* _Task instructions_:
a: Answer these three questions about the reef tank stocking passage, marking each answer (i), (ii), (iii) to match:
(i) How many inches of fish per 10 gallons does the rule allow for small to medium fish?
(ii) How many inches of large fish can an 80 gallon tank theoretically hold?
(iii) Which part of a mature fish is left out when measuring it?
b: Please extend the reef tank stocking passage, continuing after its final sentence about behavioral compatibility.

[[ Reading passage open ]]

Stocking Salt Water Reef Tanks
How Many Fish and Corals?
Achieving perfect stocking levels is not an exact science where saltwater/reef aquariums are concerned, but you can use a rule of thumb calculation to form an idea of how many fish and corals your tank should theoretically be able to accommodate. It is important to differentiate between smaller and larger species when considering how many fish to keep in your tank. Larger species occupy more space, have greater appetites and generate more waste. For this reason, the rules of thumb between small bodied and large bodied fish differ somewhat:
- For small to medium fish, the rule is 2" of fish for every 10 gallons of tank capacity.
- For medium to large bodied fish, the rule is 1" of fish for every 10 gallons of tank capacity.
Using the rules of thumb outlined above, this means that an 80 gallon tank can theoretically be stocked with either 16" of small fish or 8" of large fish. This rule of thumb is not the only deciding factor, though. The number of fish that can be accommodated in real terms is influenced by a variety of factors, such as:
- the effectiveness of your filtration system;
- the amount of invertebrates / corals that are present in the aquarium;
- whether the aquarium is well established;
- the actual volume of the tank once you have added aquarium equipment, rocks, sand, plants, ornaments and so forth to it.
Always base your rule of thumb calculations on the adult size of the fish, not on the juvenile size (which is how many fish are sold). If you will be introducing juveniles, make a point of finding out how big they become. If you are introducing mature fish, measure the fish from the base of its tail to its head. You never include the tail when measuring. Corals are a little different in that you can control the size of most corals. It is a good idea to decide beforehand how big you will allow them to grow.
Behavioral Compatibility -All fish are predators to a greater or a lesser degree, and any fish - regardless of species - will be assertive or aggressive when it perceives the need to protect its territory, itself or its mate.

[[ Reading passage closed ]]
[[ Supplied information open ]]

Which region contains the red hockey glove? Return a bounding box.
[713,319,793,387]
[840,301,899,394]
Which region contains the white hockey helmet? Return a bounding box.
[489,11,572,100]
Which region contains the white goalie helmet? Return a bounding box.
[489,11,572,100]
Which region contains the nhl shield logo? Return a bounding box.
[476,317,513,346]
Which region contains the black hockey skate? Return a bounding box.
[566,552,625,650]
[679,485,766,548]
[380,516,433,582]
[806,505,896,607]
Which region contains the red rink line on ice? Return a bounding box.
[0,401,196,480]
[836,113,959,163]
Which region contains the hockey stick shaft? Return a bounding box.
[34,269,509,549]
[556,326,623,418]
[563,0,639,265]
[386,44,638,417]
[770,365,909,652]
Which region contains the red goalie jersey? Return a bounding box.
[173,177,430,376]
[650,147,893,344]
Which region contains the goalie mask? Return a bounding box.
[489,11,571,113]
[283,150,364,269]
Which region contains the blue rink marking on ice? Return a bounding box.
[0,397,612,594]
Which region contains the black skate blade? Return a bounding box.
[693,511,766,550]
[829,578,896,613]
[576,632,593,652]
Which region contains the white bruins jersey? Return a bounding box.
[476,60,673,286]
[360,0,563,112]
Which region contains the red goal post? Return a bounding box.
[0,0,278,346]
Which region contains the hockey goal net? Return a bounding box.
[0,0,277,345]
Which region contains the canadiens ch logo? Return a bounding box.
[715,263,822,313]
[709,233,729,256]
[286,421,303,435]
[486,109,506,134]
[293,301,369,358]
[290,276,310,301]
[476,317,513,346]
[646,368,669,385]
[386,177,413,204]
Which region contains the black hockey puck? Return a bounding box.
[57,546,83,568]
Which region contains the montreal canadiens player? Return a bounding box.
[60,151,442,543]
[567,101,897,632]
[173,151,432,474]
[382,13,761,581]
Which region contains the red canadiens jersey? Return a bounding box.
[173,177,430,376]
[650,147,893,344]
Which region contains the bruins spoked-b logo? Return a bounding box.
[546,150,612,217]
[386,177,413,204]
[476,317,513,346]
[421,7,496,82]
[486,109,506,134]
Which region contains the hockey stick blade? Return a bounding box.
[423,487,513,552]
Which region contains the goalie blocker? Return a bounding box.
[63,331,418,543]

[[ Supplied information closed ]]
[[ Supplied information open ]]

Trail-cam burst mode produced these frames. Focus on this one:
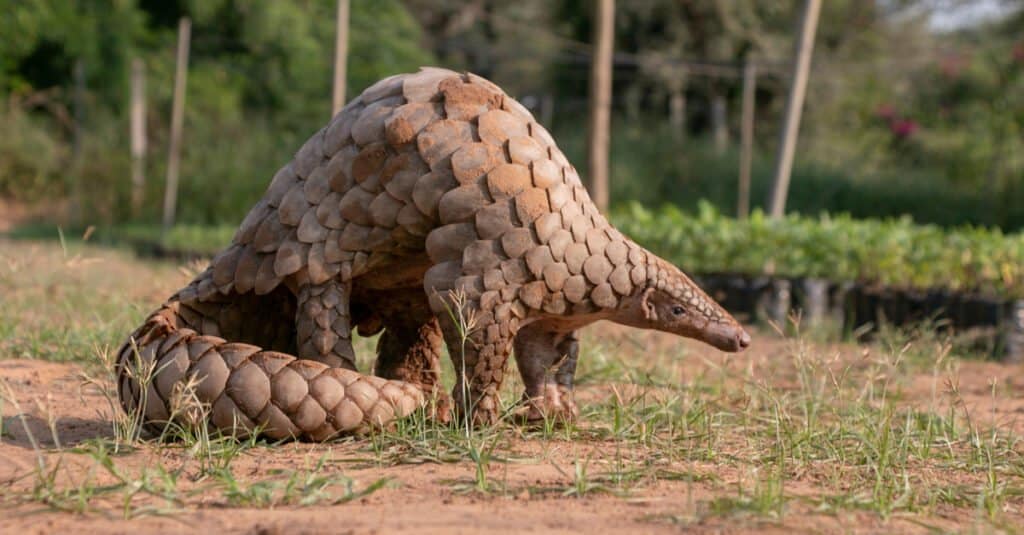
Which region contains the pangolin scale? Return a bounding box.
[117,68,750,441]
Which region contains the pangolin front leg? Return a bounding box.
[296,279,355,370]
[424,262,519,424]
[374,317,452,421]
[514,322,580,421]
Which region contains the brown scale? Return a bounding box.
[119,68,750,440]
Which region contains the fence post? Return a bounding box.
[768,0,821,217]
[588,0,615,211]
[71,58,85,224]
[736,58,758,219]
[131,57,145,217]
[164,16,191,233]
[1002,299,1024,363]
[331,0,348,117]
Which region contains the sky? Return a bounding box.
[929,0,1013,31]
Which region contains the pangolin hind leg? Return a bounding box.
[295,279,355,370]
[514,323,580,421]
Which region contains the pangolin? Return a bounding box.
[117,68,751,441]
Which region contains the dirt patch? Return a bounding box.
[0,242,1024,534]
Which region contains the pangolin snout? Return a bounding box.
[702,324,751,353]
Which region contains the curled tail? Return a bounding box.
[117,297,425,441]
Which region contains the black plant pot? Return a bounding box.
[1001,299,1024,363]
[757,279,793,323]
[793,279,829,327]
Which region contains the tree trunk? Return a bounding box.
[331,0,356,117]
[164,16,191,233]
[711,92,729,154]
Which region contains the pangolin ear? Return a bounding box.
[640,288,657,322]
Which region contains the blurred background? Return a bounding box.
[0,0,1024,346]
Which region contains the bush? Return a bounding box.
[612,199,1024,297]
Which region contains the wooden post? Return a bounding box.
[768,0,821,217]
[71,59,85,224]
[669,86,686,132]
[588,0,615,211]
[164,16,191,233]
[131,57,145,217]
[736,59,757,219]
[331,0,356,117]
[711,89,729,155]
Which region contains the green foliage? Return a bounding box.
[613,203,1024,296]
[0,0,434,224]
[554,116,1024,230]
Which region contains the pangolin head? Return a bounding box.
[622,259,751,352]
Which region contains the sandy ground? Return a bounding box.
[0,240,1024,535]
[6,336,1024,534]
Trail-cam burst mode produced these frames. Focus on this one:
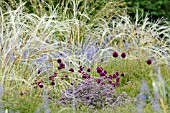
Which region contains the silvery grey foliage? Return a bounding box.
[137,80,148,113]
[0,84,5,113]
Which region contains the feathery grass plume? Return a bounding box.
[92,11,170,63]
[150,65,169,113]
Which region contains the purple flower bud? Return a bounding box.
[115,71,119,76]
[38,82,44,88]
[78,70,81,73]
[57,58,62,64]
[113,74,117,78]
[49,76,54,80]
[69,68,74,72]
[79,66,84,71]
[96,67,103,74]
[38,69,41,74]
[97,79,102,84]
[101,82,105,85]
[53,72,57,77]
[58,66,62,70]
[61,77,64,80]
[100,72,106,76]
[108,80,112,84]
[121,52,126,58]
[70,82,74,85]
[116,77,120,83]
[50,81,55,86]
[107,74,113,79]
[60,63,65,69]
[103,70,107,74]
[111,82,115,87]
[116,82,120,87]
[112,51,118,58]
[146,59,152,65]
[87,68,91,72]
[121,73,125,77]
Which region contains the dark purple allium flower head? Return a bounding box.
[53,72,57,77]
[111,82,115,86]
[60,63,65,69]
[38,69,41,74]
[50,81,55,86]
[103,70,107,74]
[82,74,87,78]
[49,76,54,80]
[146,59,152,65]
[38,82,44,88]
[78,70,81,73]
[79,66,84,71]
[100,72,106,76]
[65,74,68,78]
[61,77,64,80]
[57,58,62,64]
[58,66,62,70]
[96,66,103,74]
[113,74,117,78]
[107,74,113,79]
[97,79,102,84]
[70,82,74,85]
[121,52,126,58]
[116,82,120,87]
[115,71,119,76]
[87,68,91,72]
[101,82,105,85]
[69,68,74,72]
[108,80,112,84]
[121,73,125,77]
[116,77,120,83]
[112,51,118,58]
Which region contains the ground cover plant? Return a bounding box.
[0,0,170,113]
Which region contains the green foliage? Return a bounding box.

[[ Supplied information closed ]]

* _Numbered answers_:
a:
(i) 2 inches of fish for every 10 gallons of tank capacity.
(ii) 8 inches.
(iii) The tail.

b:
- Highly predatory fish such as the Lionfish and Moray Eels should be kept in a separate tank from smaller fish. They are natural hunters and will cause devastation if you place them in the same tank as smaller fish.
- New fish that are introduced into a settled aquarium community will usually be at the receiving end of aggressive territorial behavior, no matter what the species or type of fish. These disputes are natural and once the territories are re-established, the fish normally settle down.
- It is important to have only one pair of any mated species of fish. All mated species, including Boxfish, Angelfish, Clownfish and Butterflyfish feel threatened when the same gender of their species is introduced to the tank and will attack as a result. If unavoidable, make sure that there is ample space and sufficient 'hiding places' for the new fish.
There are a few things you can do to minimize aggression. The first is space, space and more space. Secondly, go for diversity. An Angelfish is less likely to have a run-in with a Clownfish than with another Angelfish. The third is not to mix the littlies with the really large ones. All fish are predatory to some extent. This means that a small fish will become food if it can fit into the mouth of a bigger fish.
Because they are living creatures, corals have some compatibility and habitat considerations too. Here are a few factors you may want to make a note of during the planning phase of your saltwater / reef tank:
- Compatibility - Check the compatibility of the corals you wish to use, both with one other and with the fish you intend introducing. For example, if part of your plan is to introduce anemone to give safe haven to your clownfish, do bear in mind that anemone eat certain other species of fish as well as shrimps.
- Space - Offer each coral sufficient space within which to thrive. Like any other sea creature, coral will become aggressive if competition is perceived. When introducing soft coral, leave a clear space of approximately 3" around it. Hard coral, on the other hand, will require at least 6" of clear space around it.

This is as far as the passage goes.